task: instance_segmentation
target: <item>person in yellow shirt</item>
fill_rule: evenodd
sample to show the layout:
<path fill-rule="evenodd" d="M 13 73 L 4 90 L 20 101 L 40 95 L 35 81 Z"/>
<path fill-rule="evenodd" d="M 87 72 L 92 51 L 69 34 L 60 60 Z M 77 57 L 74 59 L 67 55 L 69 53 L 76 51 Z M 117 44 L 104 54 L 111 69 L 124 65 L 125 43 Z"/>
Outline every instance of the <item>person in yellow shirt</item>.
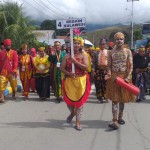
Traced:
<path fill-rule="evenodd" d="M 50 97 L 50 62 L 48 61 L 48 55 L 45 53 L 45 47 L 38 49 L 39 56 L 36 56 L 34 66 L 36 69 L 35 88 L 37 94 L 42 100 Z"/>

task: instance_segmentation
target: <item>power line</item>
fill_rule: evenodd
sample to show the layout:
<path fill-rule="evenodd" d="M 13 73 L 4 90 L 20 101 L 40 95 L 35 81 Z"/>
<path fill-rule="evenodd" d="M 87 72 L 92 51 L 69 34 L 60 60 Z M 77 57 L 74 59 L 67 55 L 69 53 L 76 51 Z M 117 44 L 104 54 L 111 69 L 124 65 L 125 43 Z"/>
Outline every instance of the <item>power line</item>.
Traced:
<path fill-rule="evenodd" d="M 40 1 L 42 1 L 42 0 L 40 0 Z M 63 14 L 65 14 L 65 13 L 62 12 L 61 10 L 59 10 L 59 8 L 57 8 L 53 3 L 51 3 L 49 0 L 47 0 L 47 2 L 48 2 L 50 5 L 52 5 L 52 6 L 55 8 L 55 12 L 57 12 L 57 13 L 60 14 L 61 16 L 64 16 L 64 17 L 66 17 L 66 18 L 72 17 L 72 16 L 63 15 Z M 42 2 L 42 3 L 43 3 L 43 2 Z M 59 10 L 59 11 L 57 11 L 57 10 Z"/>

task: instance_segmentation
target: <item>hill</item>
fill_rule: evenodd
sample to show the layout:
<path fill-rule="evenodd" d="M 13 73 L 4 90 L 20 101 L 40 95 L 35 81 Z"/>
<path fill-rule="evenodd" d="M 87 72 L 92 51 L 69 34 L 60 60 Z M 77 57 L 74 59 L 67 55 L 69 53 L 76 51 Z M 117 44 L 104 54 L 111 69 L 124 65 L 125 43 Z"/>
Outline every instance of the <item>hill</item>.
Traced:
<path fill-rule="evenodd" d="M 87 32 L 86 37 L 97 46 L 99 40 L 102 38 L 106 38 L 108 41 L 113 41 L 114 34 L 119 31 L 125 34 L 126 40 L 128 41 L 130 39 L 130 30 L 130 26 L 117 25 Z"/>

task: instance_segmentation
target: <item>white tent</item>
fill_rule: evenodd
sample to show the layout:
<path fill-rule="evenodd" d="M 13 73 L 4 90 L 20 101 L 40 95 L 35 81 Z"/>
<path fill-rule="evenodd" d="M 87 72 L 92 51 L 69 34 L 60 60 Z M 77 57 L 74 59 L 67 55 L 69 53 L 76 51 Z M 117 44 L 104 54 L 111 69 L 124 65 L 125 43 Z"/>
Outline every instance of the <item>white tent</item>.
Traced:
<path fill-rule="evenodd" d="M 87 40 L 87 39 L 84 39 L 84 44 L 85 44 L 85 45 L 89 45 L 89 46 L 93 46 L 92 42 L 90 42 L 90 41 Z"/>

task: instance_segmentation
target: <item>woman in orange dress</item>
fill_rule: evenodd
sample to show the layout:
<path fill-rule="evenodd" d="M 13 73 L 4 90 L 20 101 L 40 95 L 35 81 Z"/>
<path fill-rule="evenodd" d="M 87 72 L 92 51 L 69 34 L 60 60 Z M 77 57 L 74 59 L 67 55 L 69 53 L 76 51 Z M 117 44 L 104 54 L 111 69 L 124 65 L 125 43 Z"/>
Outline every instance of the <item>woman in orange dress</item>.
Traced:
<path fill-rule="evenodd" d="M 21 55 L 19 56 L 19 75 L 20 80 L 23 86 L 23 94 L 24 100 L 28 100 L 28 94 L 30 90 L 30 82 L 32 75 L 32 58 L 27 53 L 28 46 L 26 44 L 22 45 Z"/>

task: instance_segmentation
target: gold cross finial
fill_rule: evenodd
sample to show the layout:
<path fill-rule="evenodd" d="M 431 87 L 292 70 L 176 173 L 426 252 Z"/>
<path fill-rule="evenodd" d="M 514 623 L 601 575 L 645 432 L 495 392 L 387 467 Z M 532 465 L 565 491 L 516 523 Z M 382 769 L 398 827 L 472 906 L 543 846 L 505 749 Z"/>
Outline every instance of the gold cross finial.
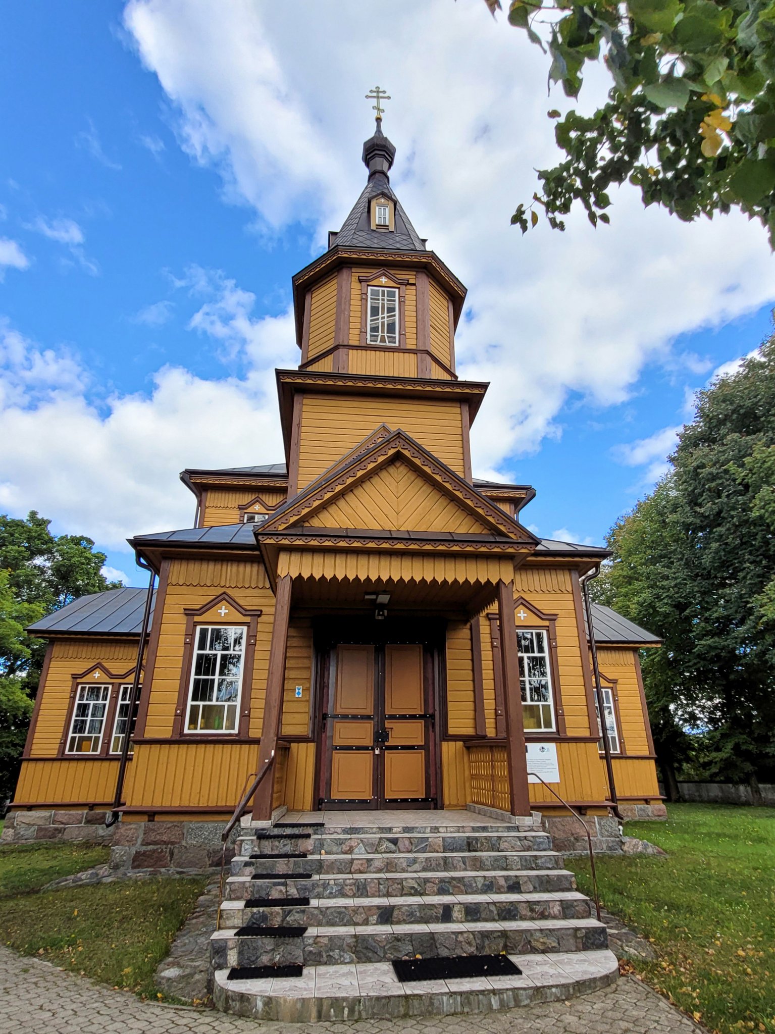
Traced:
====
What this task involves —
Return every item above line for line, without changing anything, but leave out the pictures.

Output of the exercise —
task: instance_segmentation
target: <item>person in yellow shirt</item>
fill_rule: evenodd
sample to show the layout:
<path fill-rule="evenodd" d="M 13 73 L 4 90 L 20 101 L 40 95 L 35 81 Z"/>
<path fill-rule="evenodd" d="M 87 72 L 92 51 L 69 34 L 60 60 Z M 77 57 L 74 59 L 67 55 L 69 53 L 76 51 Z M 117 44 L 104 54 L 111 69 L 124 65 L 125 43 Z"/>
Outline every instance of the <item>person in yellow shirt</item>.
Traced:
<path fill-rule="evenodd" d="M 50 97 L 50 62 L 48 61 L 48 55 L 45 53 L 45 47 L 38 49 L 39 56 L 36 56 L 34 66 L 36 69 L 35 88 L 37 94 L 42 100 Z"/>

task: instance_segmentation
target: <item>power line</item>
fill_rule: evenodd
sample to show the layout:
<path fill-rule="evenodd" d="M 13 73 L 4 90 L 20 101 L 40 95 L 35 81 Z"/>
<path fill-rule="evenodd" d="M 87 72 L 92 51 L 69 34 L 60 60 Z M 77 57 L 74 59 L 67 55 L 69 53 L 76 51 Z M 117 44 L 104 54 L 111 69 L 124 65 L 125 43 Z"/>
Outline every instance of the <item>power line</item>.
Traced:
<path fill-rule="evenodd" d="M 40 1 L 42 1 L 42 0 L 40 0 Z M 63 14 L 65 14 L 65 13 L 62 12 L 61 10 L 59 10 L 59 8 L 57 8 L 53 3 L 51 3 L 49 0 L 47 0 L 47 2 L 48 2 L 50 5 L 52 5 L 52 6 L 55 8 L 55 12 L 57 12 L 57 13 L 60 14 L 61 16 L 64 16 L 64 17 L 66 17 L 66 18 L 72 17 L 72 16 L 63 15 Z M 42 2 L 42 3 L 43 3 L 43 2 Z M 59 10 L 59 11 L 57 11 L 57 10 Z"/>

task: instance_segmentation
target: <item>hill</item>
fill_rule: evenodd
sample to show the layout:
<path fill-rule="evenodd" d="M 13 73 L 4 90 L 20 101 L 40 95 L 35 81 Z"/>
<path fill-rule="evenodd" d="M 87 72 L 92 51 L 69 34 L 60 60 Z M 77 57 L 74 59 L 67 55 L 69 53 L 76 51 Z M 117 44 L 104 54 L 111 69 L 124 65 L 125 43 Z"/>
Outline every instance of the <item>hill</item>.
Traced:
<path fill-rule="evenodd" d="M 87 32 L 86 37 L 97 46 L 99 40 L 102 38 L 106 38 L 108 41 L 113 41 L 114 34 L 119 31 L 125 34 L 126 40 L 128 41 L 130 39 L 130 30 L 130 26 L 117 25 Z"/>

task: instance_segmentation
target: <item>white tent</item>
fill_rule: evenodd
sample to show the layout:
<path fill-rule="evenodd" d="M 13 73 L 4 90 L 20 101 L 40 95 L 35 81 Z"/>
<path fill-rule="evenodd" d="M 87 72 L 92 51 L 69 34 L 60 60 Z M 77 57 L 74 59 L 67 55 L 69 53 L 76 51 Z M 117 44 L 104 54 L 111 69 L 124 65 L 125 43 Z"/>
Outline every instance of the <item>white tent</item>.
Traced:
<path fill-rule="evenodd" d="M 87 40 L 87 39 L 84 39 L 84 44 L 85 44 L 85 45 L 89 45 L 89 46 L 93 46 L 92 42 L 90 42 L 90 41 Z"/>

task: instance_segmentation
target: <item>woman in orange dress</item>
fill_rule: evenodd
sample to show the layout:
<path fill-rule="evenodd" d="M 13 73 L 4 90 L 20 101 L 40 95 L 35 81 Z"/>
<path fill-rule="evenodd" d="M 87 72 L 92 51 L 69 34 L 60 60 Z M 77 57 L 74 59 L 67 55 L 69 53 L 76 51 Z M 117 44 L 104 54 L 111 69 L 124 65 L 125 43 Z"/>
Outline every instance of the <item>woman in orange dress</item>.
Traced:
<path fill-rule="evenodd" d="M 21 55 L 19 56 L 19 75 L 20 80 L 23 86 L 23 94 L 24 100 L 28 100 L 28 94 L 30 90 L 30 82 L 32 75 L 32 58 L 27 53 L 28 46 L 26 44 L 22 45 Z"/>

task: instance_segmentation
target: gold cross finial
fill_rule: evenodd
sample to show the layout:
<path fill-rule="evenodd" d="M 431 87 L 292 70 L 176 173 L 426 252 Z"/>
<path fill-rule="evenodd" d="M 514 623 L 601 575 L 645 432 L 495 392 L 387 467 Z M 532 465 L 565 491 L 516 523 Z M 382 769 L 398 827 L 472 906 L 543 846 L 505 749 Z"/>
Outline every instance of the gold cross finial.
Traced:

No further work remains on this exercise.